## WHAT IS EXPECTED
Copy every line of the records in the stretch from the line containing "Find — the ceiling, a" through the end of the records, adding -45 to each number in the answer coordinates and leaving all other lines unchanged.
# # # # #
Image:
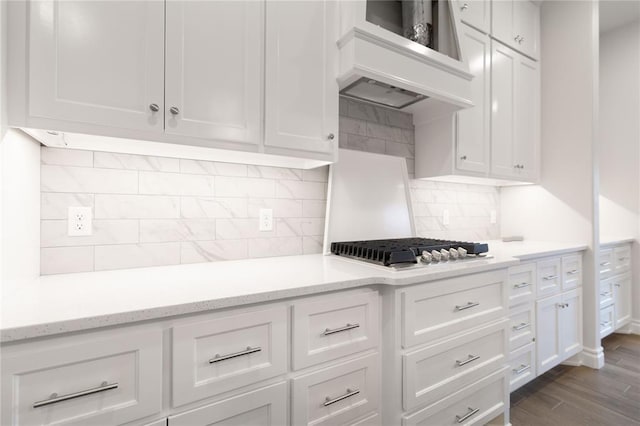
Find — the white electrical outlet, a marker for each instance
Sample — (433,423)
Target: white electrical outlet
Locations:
(80,221)
(266,220)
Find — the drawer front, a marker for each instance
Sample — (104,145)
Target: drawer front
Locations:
(522,326)
(621,259)
(332,327)
(522,280)
(431,373)
(523,366)
(476,404)
(607,321)
(571,271)
(336,395)
(606,292)
(266,406)
(606,266)
(215,356)
(110,380)
(442,308)
(549,277)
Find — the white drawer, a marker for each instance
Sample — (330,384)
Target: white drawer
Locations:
(330,327)
(549,277)
(476,404)
(266,406)
(607,321)
(443,308)
(523,366)
(621,259)
(100,378)
(215,356)
(336,395)
(606,266)
(522,326)
(571,271)
(434,372)
(522,281)
(606,292)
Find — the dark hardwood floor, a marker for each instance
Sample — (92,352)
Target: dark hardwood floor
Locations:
(566,396)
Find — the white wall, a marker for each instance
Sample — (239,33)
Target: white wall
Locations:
(563,207)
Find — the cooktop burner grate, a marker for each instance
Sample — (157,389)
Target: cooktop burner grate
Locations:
(401,250)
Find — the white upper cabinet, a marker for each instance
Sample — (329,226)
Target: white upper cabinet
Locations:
(515,115)
(214,69)
(301,66)
(473,123)
(98,62)
(476,13)
(517,24)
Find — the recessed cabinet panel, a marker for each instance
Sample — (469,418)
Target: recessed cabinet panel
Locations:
(473,123)
(214,69)
(97,62)
(301,65)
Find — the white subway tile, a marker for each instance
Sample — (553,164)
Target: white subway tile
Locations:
(167,230)
(301,190)
(208,207)
(62,260)
(281,207)
(232,229)
(213,251)
(270,247)
(124,256)
(244,187)
(82,179)
(266,172)
(53,233)
(56,205)
(212,168)
(175,184)
(136,207)
(110,160)
(66,157)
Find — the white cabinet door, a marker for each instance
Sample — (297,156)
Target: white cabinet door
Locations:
(214,69)
(476,13)
(571,323)
(473,123)
(548,343)
(97,62)
(622,299)
(301,88)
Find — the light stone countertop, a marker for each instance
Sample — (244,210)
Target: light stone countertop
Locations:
(64,303)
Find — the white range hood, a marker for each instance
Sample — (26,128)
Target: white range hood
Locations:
(380,66)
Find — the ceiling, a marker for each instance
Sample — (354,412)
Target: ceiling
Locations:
(616,13)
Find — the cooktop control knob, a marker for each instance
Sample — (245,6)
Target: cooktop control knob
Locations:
(426,257)
(454,254)
(445,255)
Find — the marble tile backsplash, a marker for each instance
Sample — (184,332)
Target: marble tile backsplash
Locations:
(152,211)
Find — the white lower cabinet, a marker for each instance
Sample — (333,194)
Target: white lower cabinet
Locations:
(98,379)
(262,407)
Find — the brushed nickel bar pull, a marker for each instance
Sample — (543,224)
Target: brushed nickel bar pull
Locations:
# # # # #
## TASK RESULT
Find — the ceiling, a marker for each instance
Sample — (354,412)
Target: ceiling
Locations:
(571,-32)
Find — the cooktop control knob, a marker for each instance
Sample — (245,6)
Target: cooktop control knob
Locations:
(381,212)
(409,209)
(400,210)
Find — the marble tile backsplash, a marker for each instance
Sample — (184,332)
Target: marble tile backsplash
Locations:
(107,166)
Find — the white lower cabinet, a marker for each instance
Sample — (333,194)
Target: white lower cabinet
Locations:
(53,334)
(217,362)
Find — the brushed nickel bar pull, a marker for each instance
Sample — (543,224)
Target: brushed nickel bar pull
Locations:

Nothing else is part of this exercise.